REQUIRED TASK — Starting at the beginning of the items and stopping after the line that contains "110L0 119L0 176L11", can you rewrite them with "dense forest" replaced by "pine forest", keeping everything else unchanged and leaving the pictures out?

## Begin EXTRACTED INFORMATION

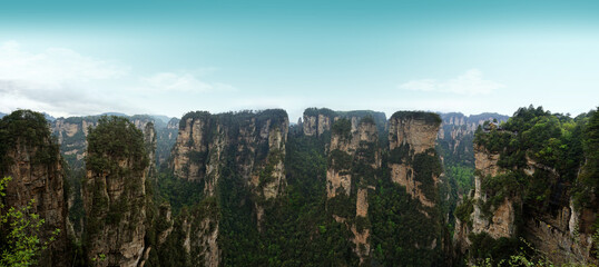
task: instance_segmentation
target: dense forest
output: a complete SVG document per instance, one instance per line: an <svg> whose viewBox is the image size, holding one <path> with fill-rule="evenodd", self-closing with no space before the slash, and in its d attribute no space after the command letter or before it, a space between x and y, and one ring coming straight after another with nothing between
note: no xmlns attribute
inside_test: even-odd
<svg viewBox="0 0 599 267"><path fill-rule="evenodd" d="M27 110L0 119L0 176L11 177L0 182L2 266L22 250L23 265L42 266L592 265L599 256L599 109L57 121ZM497 162L484 169L481 158ZM498 234L507 202L513 216L501 219L514 230ZM540 221L560 236L541 236ZM557 237L580 239L564 248L573 256L547 256L538 239Z"/></svg>

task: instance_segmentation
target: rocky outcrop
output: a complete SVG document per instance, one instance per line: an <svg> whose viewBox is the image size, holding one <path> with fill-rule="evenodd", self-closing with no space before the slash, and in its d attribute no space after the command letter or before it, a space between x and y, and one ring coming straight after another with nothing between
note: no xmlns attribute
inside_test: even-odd
<svg viewBox="0 0 599 267"><path fill-rule="evenodd" d="M344 222L353 234L354 253L364 264L370 256L369 190L374 190L376 170L381 168L379 132L372 117L337 119L332 127L331 152L326 172L330 211L338 222ZM355 217L345 218L334 202L355 199ZM351 219L351 220L347 220ZM351 222L350 222L351 221Z"/></svg>
<svg viewBox="0 0 599 267"><path fill-rule="evenodd" d="M89 129L96 128L100 118L101 116L58 118L50 123L50 130L60 144L60 151L66 156L71 167L80 167L82 165L81 160L86 156ZM146 130L148 122L153 122L153 125L155 122L149 116L136 115L124 118L130 119L141 131Z"/></svg>
<svg viewBox="0 0 599 267"><path fill-rule="evenodd" d="M434 146L440 122L439 116L434 113L407 111L394 113L389 122L389 149L391 152L389 168L391 169L391 179L404 186L406 192L419 199L425 207L435 206L435 201L434 196L426 196L423 192L423 187L436 188L441 171L433 171L431 177L425 177L426 179L432 178L432 185L423 185L424 180L416 179L419 171L423 172L423 169L415 169L414 164L416 157L430 156L438 160ZM438 166L436 164L433 162L433 166ZM428 166L426 168L432 168L433 166Z"/></svg>
<svg viewBox="0 0 599 267"><path fill-rule="evenodd" d="M154 178L156 174L156 129L154 122L147 122L144 127L144 144L149 159L146 177Z"/></svg>
<svg viewBox="0 0 599 267"><path fill-rule="evenodd" d="M100 119L88 139L84 181L88 264L138 266L144 261L147 230L149 161L144 136L128 120L111 117Z"/></svg>
<svg viewBox="0 0 599 267"><path fill-rule="evenodd" d="M232 158L232 167L255 194L274 198L286 184L283 159L288 125L283 110L188 113L181 119L170 167L181 179L204 182L205 194L213 196L220 168Z"/></svg>
<svg viewBox="0 0 599 267"><path fill-rule="evenodd" d="M515 137L515 134L509 132L509 135ZM588 227L590 221L596 221L596 214L586 208L577 212L571 200L569 204L562 200L569 196L563 190L564 186L559 184L560 174L528 155L523 157L523 166L501 168L499 164L501 157L499 152L492 152L482 145L474 145L477 171L474 191L470 200L473 202L473 212L468 218L470 224L456 221L454 241L459 250L463 254L470 249L471 233L484 233L493 239L515 238L517 235L521 235L553 264L596 263L597 259L591 255L592 230ZM485 179L509 179L509 175L513 174L522 176L521 179L531 180L541 175L544 182L554 185L548 187L552 194L549 195L551 199L543 209L536 207L531 200L524 202L523 199L527 197L524 194L530 192L523 190L504 194L501 201L494 199L495 204L489 207L490 199L497 192L484 188Z"/></svg>
<svg viewBox="0 0 599 267"><path fill-rule="evenodd" d="M224 171L229 179L232 176L240 179L253 195L247 201L254 204L261 229L263 216L267 216L264 202L281 196L286 186L284 158L288 125L283 110L187 113L180 120L169 166L176 177L202 184L208 199L220 190ZM216 209L216 202L210 204L204 209ZM186 251L197 253L205 266L218 266L219 218L217 212L198 216L189 218L194 224L181 225L188 236Z"/></svg>
<svg viewBox="0 0 599 267"><path fill-rule="evenodd" d="M432 113L395 113L389 123L389 149L407 145L415 155L434 148L439 122Z"/></svg>
<svg viewBox="0 0 599 267"><path fill-rule="evenodd" d="M436 135L438 144L441 149L446 150L452 159L465 165L473 165L472 140L474 131L484 121L498 122L507 121L508 116L499 113L480 113L464 116L463 113L440 113L441 127Z"/></svg>
<svg viewBox="0 0 599 267"><path fill-rule="evenodd" d="M56 240L43 251L41 266L68 265L67 204L63 167L58 145L50 137L43 115L18 110L0 120L0 177L11 177L2 199L6 207L27 207L45 224L38 237Z"/></svg>

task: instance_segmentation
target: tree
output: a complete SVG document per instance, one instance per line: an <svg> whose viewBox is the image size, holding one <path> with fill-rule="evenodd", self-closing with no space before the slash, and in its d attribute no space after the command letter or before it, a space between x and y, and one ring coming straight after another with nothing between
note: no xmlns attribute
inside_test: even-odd
<svg viewBox="0 0 599 267"><path fill-rule="evenodd" d="M4 189L11 177L0 180L0 198L6 196ZM55 240L60 229L56 229L49 240L42 241L38 236L45 220L31 211L36 202L31 199L26 207L10 207L4 212L4 204L0 201L0 266L31 266L48 245Z"/></svg>

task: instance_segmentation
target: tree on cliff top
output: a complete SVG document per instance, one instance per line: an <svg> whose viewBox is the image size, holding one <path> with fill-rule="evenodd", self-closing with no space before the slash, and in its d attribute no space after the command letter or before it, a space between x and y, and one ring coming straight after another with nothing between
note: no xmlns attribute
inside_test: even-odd
<svg viewBox="0 0 599 267"><path fill-rule="evenodd" d="M45 220L31 211L35 199L26 207L4 208L2 198L11 177L0 179L0 266L31 266L48 245L55 240L60 229L56 229L47 241L40 239L39 231Z"/></svg>

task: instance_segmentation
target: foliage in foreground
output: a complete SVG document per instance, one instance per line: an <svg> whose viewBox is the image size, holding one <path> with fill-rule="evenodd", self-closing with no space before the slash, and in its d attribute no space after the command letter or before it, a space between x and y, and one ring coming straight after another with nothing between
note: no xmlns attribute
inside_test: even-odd
<svg viewBox="0 0 599 267"><path fill-rule="evenodd" d="M11 177L0 180L0 198L6 196L4 189ZM49 240L43 241L38 236L45 220L31 211L35 199L26 207L10 207L0 214L0 266L31 266L37 264L38 257L48 245L55 240L60 229L56 229ZM0 201L0 210L4 210L4 204Z"/></svg>

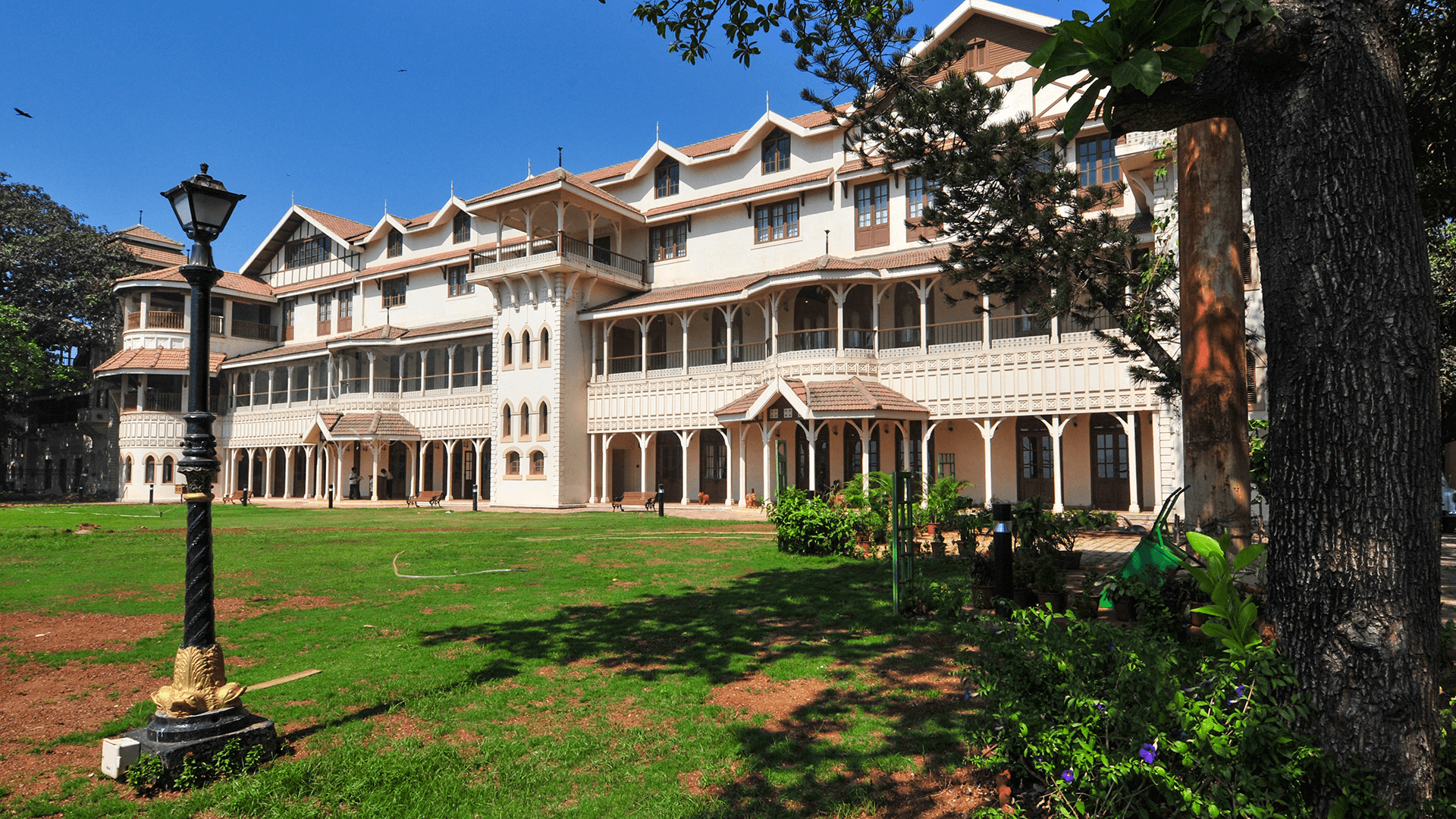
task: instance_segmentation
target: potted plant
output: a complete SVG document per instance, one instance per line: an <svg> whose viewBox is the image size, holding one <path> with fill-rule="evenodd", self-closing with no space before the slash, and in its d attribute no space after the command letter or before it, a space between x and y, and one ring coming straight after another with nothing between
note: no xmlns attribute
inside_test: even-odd
<svg viewBox="0 0 1456 819"><path fill-rule="evenodd" d="M996 600L992 590L994 589L996 561L990 552L973 551L967 561L965 576L971 584L971 605L978 609L994 608Z"/></svg>
<svg viewBox="0 0 1456 819"><path fill-rule="evenodd" d="M1053 614L1067 614L1067 590L1061 581L1061 570L1051 555L1037 558L1032 581L1037 589L1037 605L1050 605Z"/></svg>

## End EXTRACTED INFORMATION

TASK OUTPUT —
task: instance_segmentation
target: pine forest
output: a complete SVG document per instance, one instance per line: an <svg> whose viewBox is the image size, holding one <path> with fill-rule="evenodd", self-closing with no space before the slash, and in its d attribute no space after the command letter or before it, a space between x and y, and one ring coming straight after another with nothing between
note: no xmlns attribute
inside_test: even-odd
<svg viewBox="0 0 599 267"><path fill-rule="evenodd" d="M27 110L0 119L0 176L11 177L0 182L2 266L22 250L23 265L42 266L592 265L599 256L599 109L57 121ZM497 162L484 169L481 158ZM498 234L507 202L513 216L501 219L514 230ZM540 221L560 236L541 236ZM557 237L580 239L564 248L573 256L547 256L538 239Z"/></svg>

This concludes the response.